DOCUMENT TEXT
:::::

THE IMPACT OF THE OUTAGE ON ATLASSIAN’S BUSINESS

Atlassian claims the customers impacted were “only” 0.18% of its customer base
at 400 companies. They did not share the number of seats impacted. I estimate
seats are between 50,000 - 800,000, based on the fact that I have not talked
with any impacted customers with less than 150 seats. The majority of customers
impacted I talked with had 1,000-2,000 seats, and one of them had 4,000 seats.

The biggest impact of this outage is not in lost revenue: it is reputational
damage and might hurt longer-term Cloud sales efforts for new customers. The
scary thing about how the outage played out is how it could have been any
company that loses all Atlassian Cloud access for weeks. I am sure the company
will do steps to mitigate this happening. However, trust is one that is easy to
lose and hard to gain.

Unfortunately for the company, Atlassian has a history of a repeat incident of
the worst kind. In 2015, their HipChat product suffered a security breach, this
breach driving away customers like Coinbase at the time. Only two years later,
in 2017, HipChat suffered yet another security breach. This second, repeat
offense was the reason Uber suspended their HipChat usage effective immediately.

The irony of the outage is how Atlassian was pushing customers to its Cloud
offering, highlighting reliability as a selling point. They discontinued selling
Server licenses and will stop support for the product in February 2024.

This breach and the history of repeat offenses with a specific incident combined
will raise questions for new customers considering Atlassian: and it might
result in them choosing a competitor instead. Competitors are not immune to such
an outage: but this is what I mean by reputational damage of Atlassian. Unless
Atlassian compensates in other ways, this incident will be a repeat topic from
future customers, and engineering decision-makers might point to it as a reason
to explore other options.

Treating the unacceptably long duration of this outage as a warning sign,
enterprises currently on the Server product could hold back in migrating to the
Cloud. If forced to move, will they choose another vendor instead?

:::::

RECORDS PROVIDED
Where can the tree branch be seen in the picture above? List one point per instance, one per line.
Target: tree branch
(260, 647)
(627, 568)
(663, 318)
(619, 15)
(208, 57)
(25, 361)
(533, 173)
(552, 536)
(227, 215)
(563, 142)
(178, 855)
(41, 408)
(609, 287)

:::::

INSTRUCTION A
In the Atlassian outage excerpt, when will Atlassian stop support for its Server product?
INSTRUCTION B
Which years does the Atlassian outage excerpt mention? List every one.
The data has no connection to the Atlassian outage excerpt.

FULL SOLUTION A
February 2024

FULL SOLUTION B
2015, 2017, 2024